— Start of PAGE —

Given: set A = {a0, a1, ..., aN-1} (1 ≤ N ≤ 100), with 2 ≤ ai ≤ 500.

Asked: Find the sum of all least common multiples (LCM) of all subsets of A of size at least 2.

The LCM of a setB = {b0, b1, ..., bk-1} is defined as the minimum integer Bmin such that bi | Bmin, for all 0 ≤ i < k.

Example:

Let N = 3 and A = {2, 6, 7}, then:

LCM({2, 6})      =    6
LCM({2, 7})      =   14
LCM({6, 7})      =   42
LCM({2, 6, 7})   =   42
----------------------- +
answer              104

The naive approach would be to simply calculate the LCM for all O(2N) subsets, which is not feasible for reasonably large N.

Solution sketch:

The problem is obtained from a competition^*, which also provided a solution sketch. This is where my problem comes in: I do not understand the hinted approach.

The solution reads (modulo some small fixed grammar issues):

The solution is a bit tricky. If we observe carefully we see that the integers are between 2 and 500. So, if we prime factorize the numbers, we get the following maximum powers:

 2 8  
 3 5
 5 3
 7 3
11 2
13 2
17 2
19 2

Other than this, all primes have power 1. So, we can easily calculate all possible states, using these integers, leaving 9 * 6 * 4 * 4 * 3 * 3 * 3 * 3 states, which is nearly 70000. For other integers we can make a dp like the following: dp[70000][i], where i can be 0 to 100. However, as dp[i] is dependent on dp[i-1], so dp[70000][2] is enough. This leaves the complexity to n * 70000 which is feasible.

I have the following concrete questions:

• What is meant by these states?
• Does dp stand for dynamic programming and if so, what recurrence relation is being solved?
• How is dp[i] computed from dp[i-1]?
• Why do the big primes not contribute to the number of states? Each of them occurs either 0 or 1 times. Should the number of states not be multiplied by 2 for each of these primes (leading to a non-feasible state space again)?

— End of PAGE —

* [GOALS]
A. In the page about summing the LCMs of subsets, what total does the example give for A = {2, 6, 7}?
B. Write the next part of the post about summing LCMs over subsets, picking up after its final question.

— Start of PROVIDED MATERIAL —

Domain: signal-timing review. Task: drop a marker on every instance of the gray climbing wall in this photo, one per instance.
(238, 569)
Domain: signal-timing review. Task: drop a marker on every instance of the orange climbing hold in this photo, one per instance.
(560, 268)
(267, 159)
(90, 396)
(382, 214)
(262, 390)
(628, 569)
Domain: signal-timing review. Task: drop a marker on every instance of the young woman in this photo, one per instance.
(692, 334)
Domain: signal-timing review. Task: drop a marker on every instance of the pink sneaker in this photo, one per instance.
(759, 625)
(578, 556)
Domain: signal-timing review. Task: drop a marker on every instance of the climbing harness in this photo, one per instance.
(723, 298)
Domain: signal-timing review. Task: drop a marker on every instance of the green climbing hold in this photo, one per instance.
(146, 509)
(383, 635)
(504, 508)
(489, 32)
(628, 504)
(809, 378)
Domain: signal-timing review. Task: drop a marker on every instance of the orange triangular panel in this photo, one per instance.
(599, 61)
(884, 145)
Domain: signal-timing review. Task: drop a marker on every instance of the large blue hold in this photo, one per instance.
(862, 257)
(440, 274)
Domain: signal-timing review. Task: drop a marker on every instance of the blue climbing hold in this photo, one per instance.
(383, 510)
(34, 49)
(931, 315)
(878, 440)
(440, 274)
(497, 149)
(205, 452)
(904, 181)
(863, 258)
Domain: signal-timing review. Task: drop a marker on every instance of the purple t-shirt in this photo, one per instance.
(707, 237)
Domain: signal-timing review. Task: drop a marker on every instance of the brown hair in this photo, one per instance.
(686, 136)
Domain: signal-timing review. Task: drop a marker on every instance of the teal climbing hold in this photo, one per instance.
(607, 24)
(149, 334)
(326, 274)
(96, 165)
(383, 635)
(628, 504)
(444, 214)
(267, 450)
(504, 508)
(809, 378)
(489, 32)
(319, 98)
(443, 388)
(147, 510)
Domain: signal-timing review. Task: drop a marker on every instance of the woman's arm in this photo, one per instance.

— End of PROVIDED MATERIAL —

* [TASK RESULTS]
A. 104

B.
_{^*The original problem description can be found from this source (problem F). This question is a simplified version of that description.}

Discussion

After reading the actual contest description (page 10 or 11) and the solution sketch, I have to conclude the author of the solution sketch is quite imprecise in their writing.

The high level problem is to calculate an expected lifetime if components are chosen randomly by fair coin toss. This is what's leading to computing the LCM of all subsets -- all subsets effectively represent the sample space. You could end up with any possible set of components. The failure time for the device is based on the LCM of the set. The expected lifetime is therefore the average of the LCM of all sets.

Note that this ought to include the LCM of sets with only one item (in which case we'd assume the LCM to be the element itself). The solution sketch seems to sabotage, perhaps because they handled it in a less elegant manner.

What is meant by these states?

The sketch author only uses the word state twice, but apparently manages to switch meanings. In the first use of the word state it appears they're talking about a possible selection of components. In the second use they're likely talking about possible failure times. They could be muddling this terminology because their dynamic programming solution initializes values from one use of the word and the recurrence relation stems from the other.

Does dp stand for dynamic programming?

I would say either it does or it's a coincidence as the solution sketch seems to heavily imply dynamic programming.

If so, what recurrence relation is being solved? How is dp[i] computed from dp[i-1]?

All I can think is that in their solution, state i represents a time to failure , T(i), with the number of times this time to failure has been counted, dp[i]. The resulting sum would be to sum all dp[i] * T(i).

dp[i][0] would then be the failure times counted for only the first component. dp[i][1] would then be the failure times counted for the first and second component. dp[i][2] would be for the first, second, and third. Etc..

Initialize dp[i][0] with zeroes except for dp[T(c)][0] (where c is the first component considered) which should be 1 (since this component's failure time has been counted once so far).

To populate dp[i][n] from dp[i][n-1] for each component c:

• For each i, copy dp[i][n-1] into dp[i][n].
• Add 1 to dp[T(c)][n].
• For each i, add dp[i][n-1] to dp[LCM(T(i), T(c))][n].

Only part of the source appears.